*Problem statement*: Count the lines in the items below that contain the word "bicycle". Reply with only that number.

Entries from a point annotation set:
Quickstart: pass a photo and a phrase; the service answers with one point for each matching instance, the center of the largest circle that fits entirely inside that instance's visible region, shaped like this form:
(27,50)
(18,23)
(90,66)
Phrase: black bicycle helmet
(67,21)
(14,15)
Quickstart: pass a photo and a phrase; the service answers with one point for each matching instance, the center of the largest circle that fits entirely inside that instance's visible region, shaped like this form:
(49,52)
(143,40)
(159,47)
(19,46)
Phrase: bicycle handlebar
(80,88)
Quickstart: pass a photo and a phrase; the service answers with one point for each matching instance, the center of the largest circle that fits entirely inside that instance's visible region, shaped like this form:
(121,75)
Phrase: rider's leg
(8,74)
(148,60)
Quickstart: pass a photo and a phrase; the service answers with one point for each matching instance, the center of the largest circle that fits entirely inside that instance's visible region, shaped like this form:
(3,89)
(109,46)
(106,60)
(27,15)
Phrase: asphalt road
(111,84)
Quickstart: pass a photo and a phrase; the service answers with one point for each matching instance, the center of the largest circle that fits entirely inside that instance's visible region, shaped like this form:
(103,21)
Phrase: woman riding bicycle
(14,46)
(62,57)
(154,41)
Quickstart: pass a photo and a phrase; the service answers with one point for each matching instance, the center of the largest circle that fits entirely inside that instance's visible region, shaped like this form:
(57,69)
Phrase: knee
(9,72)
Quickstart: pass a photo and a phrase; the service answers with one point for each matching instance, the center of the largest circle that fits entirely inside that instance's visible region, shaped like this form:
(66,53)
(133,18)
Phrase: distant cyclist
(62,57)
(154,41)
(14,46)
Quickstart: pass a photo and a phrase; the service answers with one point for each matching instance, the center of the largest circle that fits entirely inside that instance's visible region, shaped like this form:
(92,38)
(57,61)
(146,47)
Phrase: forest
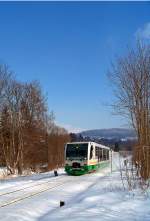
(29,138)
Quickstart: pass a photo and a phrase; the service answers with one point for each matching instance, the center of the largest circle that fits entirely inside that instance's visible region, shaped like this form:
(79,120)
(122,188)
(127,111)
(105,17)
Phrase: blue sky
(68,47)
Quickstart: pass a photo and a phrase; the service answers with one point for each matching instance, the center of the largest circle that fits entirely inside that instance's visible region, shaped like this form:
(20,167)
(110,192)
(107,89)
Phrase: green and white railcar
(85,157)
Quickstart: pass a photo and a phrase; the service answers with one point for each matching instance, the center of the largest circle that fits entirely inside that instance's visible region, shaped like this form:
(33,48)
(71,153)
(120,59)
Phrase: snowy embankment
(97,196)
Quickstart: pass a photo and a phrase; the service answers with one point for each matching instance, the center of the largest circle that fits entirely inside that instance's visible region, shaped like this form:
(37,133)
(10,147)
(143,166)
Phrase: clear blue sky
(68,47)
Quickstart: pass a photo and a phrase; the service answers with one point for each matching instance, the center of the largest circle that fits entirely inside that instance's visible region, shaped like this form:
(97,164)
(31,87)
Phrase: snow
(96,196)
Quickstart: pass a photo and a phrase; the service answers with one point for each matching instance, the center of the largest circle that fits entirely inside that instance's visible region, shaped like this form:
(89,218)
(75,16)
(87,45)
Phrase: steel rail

---

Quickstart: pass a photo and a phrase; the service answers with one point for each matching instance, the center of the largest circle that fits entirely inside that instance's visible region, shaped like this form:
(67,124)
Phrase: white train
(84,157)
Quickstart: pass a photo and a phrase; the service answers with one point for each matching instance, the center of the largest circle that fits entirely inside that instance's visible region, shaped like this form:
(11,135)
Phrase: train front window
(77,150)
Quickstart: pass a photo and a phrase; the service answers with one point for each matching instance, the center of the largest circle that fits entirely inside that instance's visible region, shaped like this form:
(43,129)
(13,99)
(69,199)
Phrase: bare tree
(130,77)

*Complete response*: 3